■ **Exercise passage**
━━━━━━━━

Still giddy over the Washington Nationals’ World Series championship 17 months ago, baseball fans in the Nation’s Capital were disappointed by the April 1 announcement that the team’s much-anticipated 2021 opening game was postponed because of the coronavirus.

In the past, though, the disappointment might not have been as pronounced.

For nearly a century, baseball in D.C. was either abysmal or non-existent, and generated little enthusiasm, said baseball author Fred Frommer and former Washington Senators announcer Phil Hochberg at a virtual National Press Club Headliners event April 1.

In conversation with former Club President Michael Freedman, Frommer and Hochberg reviewed the dreary history of three major league franchises in the city between 1924, when the Washington Senators won the World Series behind legendary pitcher Walter Johnson, and the 2019 Nationals.

After 1924, the Senators were generally so inept that the city of Washington was jokingly derided as “first in war, first in peace, last in the American League,” said Frommer, author of “You Gotta Have Heart: Washington Baseball from Walter Johnson to the 2019 World Series Champion Nationals” and head of sports public relations at the Dewey Square Group.

Finally, in 1961 the team moved to Minneapolis, and was renamed the Minnesota Twins. The "new" Senators that replaced them in Washington were just as bad, before relocating in 1971 to Texas as the Rangers.

Then, for another 33 years, Washington had no major league team at all until the lowly Montreal Expos franchise came to town and became the Nationals in 2005.

“I would argue that no fans had it worse than Washington baseball fans,” said Frommer of the decades of frustration. Although the Chicago Cubs experienced an even longer drought between championships, he said, Washington “went  33 years with no team … and even when we did have a team, we were so bad for so long “

When the second Senators’ franchise skipped town in 1971, “I felt powerless -- having something taken away from me that I could do nothing about,” recalled Hochberg, who announced Senators’ games in the 1960s (andWashington's Football Team games even longer). “We went through it twice,” he said of losing teams to other cities. “Rooting for Washington baseball was difficult.”

━━━━━━━━

■ **Exercise 1**
According to the passage on Washington baseball, in what year did the Senators move to Minneapolis?
■ **Exercise 2**
Please print the passage on Washington baseball between "Then, for another" and "Nationals in 2005.", inclusive.
■ **Exercise 3**
Continue the passage on Washington baseball from the point where it stops.

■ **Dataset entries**
━━━━━━━━

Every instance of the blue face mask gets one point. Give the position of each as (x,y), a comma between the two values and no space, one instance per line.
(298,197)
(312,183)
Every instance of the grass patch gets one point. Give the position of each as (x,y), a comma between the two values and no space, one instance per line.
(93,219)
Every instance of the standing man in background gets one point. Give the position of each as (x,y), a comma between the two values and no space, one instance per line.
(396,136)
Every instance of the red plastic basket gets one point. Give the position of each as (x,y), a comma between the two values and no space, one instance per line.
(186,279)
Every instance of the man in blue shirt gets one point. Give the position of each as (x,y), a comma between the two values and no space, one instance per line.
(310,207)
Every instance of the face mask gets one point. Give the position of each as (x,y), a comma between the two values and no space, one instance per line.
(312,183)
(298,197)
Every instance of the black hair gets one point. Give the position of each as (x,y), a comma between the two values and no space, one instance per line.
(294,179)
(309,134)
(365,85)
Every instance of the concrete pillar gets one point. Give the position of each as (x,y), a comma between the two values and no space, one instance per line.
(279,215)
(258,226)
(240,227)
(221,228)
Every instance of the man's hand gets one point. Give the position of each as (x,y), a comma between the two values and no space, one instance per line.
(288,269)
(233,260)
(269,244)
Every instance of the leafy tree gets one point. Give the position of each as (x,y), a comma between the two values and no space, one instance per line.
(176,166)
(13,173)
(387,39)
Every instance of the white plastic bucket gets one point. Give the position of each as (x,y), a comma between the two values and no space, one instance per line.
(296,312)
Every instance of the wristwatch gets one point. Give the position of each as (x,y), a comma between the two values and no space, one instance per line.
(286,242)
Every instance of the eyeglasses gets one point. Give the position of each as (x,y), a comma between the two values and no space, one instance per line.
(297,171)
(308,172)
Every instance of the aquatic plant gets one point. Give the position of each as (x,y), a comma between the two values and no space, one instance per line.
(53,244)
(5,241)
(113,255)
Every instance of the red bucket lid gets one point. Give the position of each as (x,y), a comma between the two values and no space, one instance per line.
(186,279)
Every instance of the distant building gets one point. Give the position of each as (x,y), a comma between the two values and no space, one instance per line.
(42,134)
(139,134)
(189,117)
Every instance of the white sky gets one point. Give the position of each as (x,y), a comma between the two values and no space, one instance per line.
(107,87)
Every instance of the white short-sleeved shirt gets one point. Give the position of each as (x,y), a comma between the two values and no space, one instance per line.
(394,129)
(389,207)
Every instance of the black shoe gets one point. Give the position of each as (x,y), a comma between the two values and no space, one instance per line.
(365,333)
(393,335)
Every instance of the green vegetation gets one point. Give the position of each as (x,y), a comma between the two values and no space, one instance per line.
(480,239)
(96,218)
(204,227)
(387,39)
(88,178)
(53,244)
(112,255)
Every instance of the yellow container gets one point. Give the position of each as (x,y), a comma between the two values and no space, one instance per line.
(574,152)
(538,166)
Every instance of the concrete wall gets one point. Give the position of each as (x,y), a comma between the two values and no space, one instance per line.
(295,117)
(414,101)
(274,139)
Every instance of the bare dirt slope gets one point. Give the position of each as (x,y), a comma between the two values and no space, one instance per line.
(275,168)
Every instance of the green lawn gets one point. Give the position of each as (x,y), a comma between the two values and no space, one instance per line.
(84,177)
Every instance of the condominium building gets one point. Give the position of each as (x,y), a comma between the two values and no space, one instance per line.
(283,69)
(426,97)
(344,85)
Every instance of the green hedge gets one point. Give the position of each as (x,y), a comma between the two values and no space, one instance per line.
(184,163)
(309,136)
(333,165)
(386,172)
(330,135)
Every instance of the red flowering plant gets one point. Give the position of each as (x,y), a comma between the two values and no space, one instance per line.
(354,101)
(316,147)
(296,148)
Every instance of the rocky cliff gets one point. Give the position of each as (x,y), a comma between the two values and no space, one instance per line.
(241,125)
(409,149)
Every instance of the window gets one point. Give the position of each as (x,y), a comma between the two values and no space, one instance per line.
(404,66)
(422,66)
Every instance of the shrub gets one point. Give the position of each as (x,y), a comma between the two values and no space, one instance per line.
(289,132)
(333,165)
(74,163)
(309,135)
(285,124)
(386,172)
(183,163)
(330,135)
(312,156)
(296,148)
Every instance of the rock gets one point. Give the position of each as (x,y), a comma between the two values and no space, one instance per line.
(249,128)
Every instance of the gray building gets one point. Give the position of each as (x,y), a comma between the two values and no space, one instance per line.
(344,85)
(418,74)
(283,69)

━━━━━━━━

■ **Written reply 1**
1961

■ **Written reply 2**
Then, for another 33 years, Washington had no major league team at all until the lowly Montreal Expos franchise came to town and became the Nationals in 2005.

■ **Written reply 3**
Both speakers described the difference between fan enthusiasm in the days of the old Senators and today’s Nats. The contrast, said Frommer “is night and day.”

At a Senators game, noted Hochberg, if attendance reached 10,000 “it was a good night.” At Nats games, sell-out crowds of more than 41,000 were routine before coronavirus restrictions barred attendance during last year’s shortened season.

Frommer and Hochberg focused on baseball’s history in Washington. But in answer to questions on present-day issues, they agreed that baseball needs to shorten the length of games and increase action – experiments which are underway in the minor leagues. They disagreed, however, on whether Curt Flood, a 1960s player who led the movement toward free agency in the game, should be admitted to baseball’s Hall of Fame; Frommer said “absolutely,” Hochberg had “reservations.”

Neither saw an easy solution to the years-long, complex dispute between the Nationals and the Baltimore Orioles over television rights fees in the Baltimore-Washington area.